__ASSIGNMENT__. Rewrite the K-9 report starting at "Peabody typically has" and ending at "animal cruelty charges.", changing "administrative duties" to "desk duties".

__PAGE EXCERPT__.
The K-9 was accidentially left in a car for several hours Friday, according to with the Cherokee County Marshal's Office. Investigators said Lt. Daniel Peabody, a 16-year veteran with the department, was caring for Inca at the time of the dog’s death.

Inca, a four-year-old Belgian Malinois, was owned and raised by Peabody since she was a puppy.

"Lt. Peabody was very distraught, very despondent," said Chief Ron Hunton with the Cherokee County Marshal's Office, who is handling the investigation.

Chief Hunton said the officer had left his dog inside the car from sometime around 4 p.m. to 7 p.m. Friday afternoon. He had arrived back home in a regular patrol car, and turned his car off. Investigators said he proceeded to help his wife with another dog inside the home, and then forgot about Inka inside the vehicle.

Chief Hunton said the officer was hyperventilating and so distraught, he was taken to the hospital out of concern for his well-being.

Peabody typically has a vehicle equipped for a K-9, but had switched out of his unit to work in a standard patrol car Friday.

The Cherokee County School District said in a statement that Inka was beloved by school children, and served as a narcotics K-9. It said Peabody had been reassigned to administrative duties and will no longer work with K-9s.

The district will also review the K-9 unit's practices, the statement said.

No criminal charges have been filed against Peabody, but Hunton said similar cases where an owner leaves a dog in a hot vehicle result in animal cruelty charges.

Investigators said Peabody continues to be cooperative in the investigation.

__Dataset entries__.
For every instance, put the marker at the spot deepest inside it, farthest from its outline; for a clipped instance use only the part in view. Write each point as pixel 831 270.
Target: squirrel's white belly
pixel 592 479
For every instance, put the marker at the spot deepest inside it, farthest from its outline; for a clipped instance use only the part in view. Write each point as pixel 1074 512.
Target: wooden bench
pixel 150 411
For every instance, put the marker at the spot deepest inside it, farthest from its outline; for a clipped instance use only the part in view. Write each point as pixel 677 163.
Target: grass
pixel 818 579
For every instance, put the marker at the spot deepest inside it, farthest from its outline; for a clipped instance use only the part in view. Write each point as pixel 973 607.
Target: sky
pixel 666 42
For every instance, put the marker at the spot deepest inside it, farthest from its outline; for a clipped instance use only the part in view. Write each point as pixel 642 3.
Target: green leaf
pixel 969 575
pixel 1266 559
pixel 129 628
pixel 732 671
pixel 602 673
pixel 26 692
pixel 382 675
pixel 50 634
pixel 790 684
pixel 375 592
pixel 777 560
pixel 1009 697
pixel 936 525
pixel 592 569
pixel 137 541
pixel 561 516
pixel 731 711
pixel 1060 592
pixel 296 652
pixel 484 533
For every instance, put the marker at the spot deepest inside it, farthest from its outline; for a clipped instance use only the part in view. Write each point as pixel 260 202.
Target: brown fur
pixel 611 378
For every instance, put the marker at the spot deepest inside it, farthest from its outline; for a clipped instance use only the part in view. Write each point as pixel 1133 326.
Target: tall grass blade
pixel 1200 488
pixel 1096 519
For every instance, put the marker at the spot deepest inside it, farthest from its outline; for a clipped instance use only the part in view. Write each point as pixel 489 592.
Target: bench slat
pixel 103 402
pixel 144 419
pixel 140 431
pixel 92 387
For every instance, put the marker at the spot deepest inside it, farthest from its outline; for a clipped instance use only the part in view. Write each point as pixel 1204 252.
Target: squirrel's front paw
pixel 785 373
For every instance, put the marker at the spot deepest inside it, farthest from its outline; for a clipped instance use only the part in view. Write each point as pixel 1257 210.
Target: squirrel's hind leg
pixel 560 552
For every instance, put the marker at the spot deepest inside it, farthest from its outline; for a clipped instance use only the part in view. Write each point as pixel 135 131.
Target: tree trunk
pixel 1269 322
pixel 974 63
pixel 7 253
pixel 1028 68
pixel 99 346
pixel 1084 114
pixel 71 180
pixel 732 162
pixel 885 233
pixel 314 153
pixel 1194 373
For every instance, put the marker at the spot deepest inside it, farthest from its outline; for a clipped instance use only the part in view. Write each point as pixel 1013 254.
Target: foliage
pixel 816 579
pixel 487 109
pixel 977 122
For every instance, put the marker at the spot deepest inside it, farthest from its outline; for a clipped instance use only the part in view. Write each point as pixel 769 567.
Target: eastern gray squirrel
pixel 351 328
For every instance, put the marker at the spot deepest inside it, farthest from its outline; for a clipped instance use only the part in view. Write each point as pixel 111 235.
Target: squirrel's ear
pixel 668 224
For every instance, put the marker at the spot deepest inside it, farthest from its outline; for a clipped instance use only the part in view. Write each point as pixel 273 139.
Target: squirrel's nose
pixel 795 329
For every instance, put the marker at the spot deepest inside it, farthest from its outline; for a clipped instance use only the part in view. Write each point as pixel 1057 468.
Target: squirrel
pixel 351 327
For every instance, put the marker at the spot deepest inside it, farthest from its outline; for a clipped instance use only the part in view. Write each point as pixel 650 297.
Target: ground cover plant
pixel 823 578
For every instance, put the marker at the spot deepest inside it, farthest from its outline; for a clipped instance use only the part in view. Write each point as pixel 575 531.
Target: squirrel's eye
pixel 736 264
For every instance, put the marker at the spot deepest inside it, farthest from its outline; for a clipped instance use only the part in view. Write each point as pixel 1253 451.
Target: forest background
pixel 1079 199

__WRITTEN RESPONSE__.
Peabody typically has a vehicle equipped for a K-9, but had switched out of his unit to work in a standard patrol car Friday.

The Cherokee County School District said in a statement that Inka was beloved by school children, and served as a narcotics K-9. It said Peabody had been reassigned to desk duties and will no longer work with K-9s.

The district will also review the K-9 unit's practices, the statement said.

No criminal charges have been filed against Peabody, but Hunton said similar cases where an owner leaves a dog in a hot vehicle result in animal cruelty charges.